== Fragment do przeczytania ==
»»

Najbardziej uzależniające gry hazardowe na pieniądze
W latach 2011-2012 CBOS badał w Polsce postrzeganie gier hazardowych przez Polaków – zarówno grających, jak i niemających nic wspólnego z hazardem.
Okazało się, że powszechnie za najbardziej uzależniające uchodzą gry tradycyjnie rozgrywane w kasynach – poker i ruletka. Kolejne miejsca zajęły: automaty oraz zakłady bukmacherskie. Natomiast za niegroźne uchodzą gry liczbowe Totalizatora Sportowego, zdrapki i konkursy sms-owe.
Automaty do gier
Tymczasem, według specjalistów, największy potencjał problemowy mają wcale nie gry karciane czy bukmacherka – lecz te, do których jest najłatwiejszy dostęp. Największym problemem są bardzo popularne automaty do gier o niskich wygranych (tzw jednoręki bandyta). Jeszcze niedawno często można było je znaleźć w barach, na stacjach benzynowych czy zajazdach, a salony gier funkcjonowały nie tylko w dużych miastach, ale i w małych miejscowościach. Łatwo było do nich trafić, łatwo zagrać za niewielkie pieniądze. Tania i przystępna rozrywka gromadziła zwłaszcza młodych ludzi, którzy potrafili spędzać przy automatach naprawdę długie godziny, nawet nie zauważając postępującego uzależnienia.
Obecnie sytuację zmieniła nowelizacja ustawy hazardowej, której celem była m.in. ochrona graczy przed zgubnymi skutkami hazardu, takimi jak uzależnienie od gier. W tym celu gra na automatach jest możliwa tylko w kasynach oraz punktach, prowadzonych przez Totalizator Sportowy, który został monopolistą w kwestii organizacji gier na maszynach poza kasynami. Takie działanie znacząco ograniczyło dostęp do automatów o niskich wygranych, zmniejszając też zasięg ryzyka, jakie wiąże się z korzystaniem z takich maszyn.
Jednak powszechna dostępność, teraz mocno ograniczona, to tylko jeden z problemowych czynników, generowanych przez automaty do gier. Trzeba do tego dodać również intensywną stymulację słuchu i wzroku, zmienność zdarzeń i szybką akcję, a także wrażenie „prawie zwycięstwa”, które sprawia, że gracz ma poczucie, iż do wielkiej wygranej niewiele mu brakuje – więc trzeba grać dalej. Wszystko to sprawia, iż młodzi ludzie bardzo często wpadają w nałóg. Badania prowadzone przez Brytyjczyków (w Wielkiej Brytanii urządzenia te są dostępne dla wszystkich bez ograniczeń wiekowych) S. E. Fisher i J. Balding, wykazały, że dwie trzecie młodzieży na pewnym etapie życia gra na automatach, z tego ok. 6 proc. uzależnia się od tej rozrywki. To dużo – zwłaszcza, jeśli weźmiemy pod uwagę fakt, że wśród wszystkich graczy patologiczny hazard dotyka tylko 2 proc. grających.

««

== Wyciąg z danych ==
»»

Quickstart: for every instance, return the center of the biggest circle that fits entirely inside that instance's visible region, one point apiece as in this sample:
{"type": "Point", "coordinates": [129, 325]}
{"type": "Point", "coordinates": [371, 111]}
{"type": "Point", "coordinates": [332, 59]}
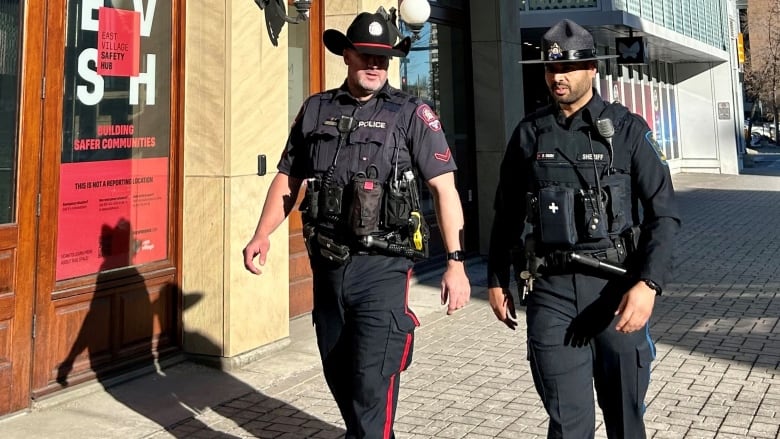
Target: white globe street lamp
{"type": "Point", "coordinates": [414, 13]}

««
»»

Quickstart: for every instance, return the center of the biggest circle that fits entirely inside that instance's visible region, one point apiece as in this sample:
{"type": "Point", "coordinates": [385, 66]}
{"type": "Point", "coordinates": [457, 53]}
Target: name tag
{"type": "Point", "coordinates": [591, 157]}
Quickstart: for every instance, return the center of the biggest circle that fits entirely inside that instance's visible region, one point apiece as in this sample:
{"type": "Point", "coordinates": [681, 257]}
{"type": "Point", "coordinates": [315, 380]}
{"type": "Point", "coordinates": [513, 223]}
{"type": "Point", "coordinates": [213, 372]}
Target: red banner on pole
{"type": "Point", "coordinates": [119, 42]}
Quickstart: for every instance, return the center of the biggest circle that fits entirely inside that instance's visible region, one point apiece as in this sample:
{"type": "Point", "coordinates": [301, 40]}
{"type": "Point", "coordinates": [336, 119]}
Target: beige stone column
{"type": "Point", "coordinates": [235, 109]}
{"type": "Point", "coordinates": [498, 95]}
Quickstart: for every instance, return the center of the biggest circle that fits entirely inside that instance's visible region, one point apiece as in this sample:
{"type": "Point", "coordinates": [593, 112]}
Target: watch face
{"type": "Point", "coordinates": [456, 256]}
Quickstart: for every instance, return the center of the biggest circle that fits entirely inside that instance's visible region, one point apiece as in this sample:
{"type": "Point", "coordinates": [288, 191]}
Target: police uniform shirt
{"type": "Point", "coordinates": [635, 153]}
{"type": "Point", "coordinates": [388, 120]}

««

== Polecenie pisemne ==
Kontynuuj tekst o najbardziej uzależniających grach hazardowych, zaczynając zaraz po jego ostatnim zdaniu.

== Odpowiedź pisemna ==
Uważaj na e-hazard, zwłaszcza na nielegalne portale
Młodzi ludzie bardzo często wpadają też w problemy w związku z korzystaniem z portali hazardowych w internecie, przede wszystkim tych nielegalnych w Polsce, które nie podlegają żadnej kontroli. W 2014 r. Fundacja Dzieci Niczyje (dziś: Fundacja Dajemy Dzieciom Siłę) przebadała pod tym kątem polskich gimnazjalistów. Okazało się, że aż 7 procent z nich gra w gry losowe w sieci, a 2,5 proc. robi to przynajmniej dwa razy w tygodniu. Także wśród dorosłych online’owe rozgrywki mają potencjał uzależniający – wszystko dlatego, że w internecie można zagrać łatwo i szybko, bez problemu da się też ukryć taką aktywność przed bliskimi.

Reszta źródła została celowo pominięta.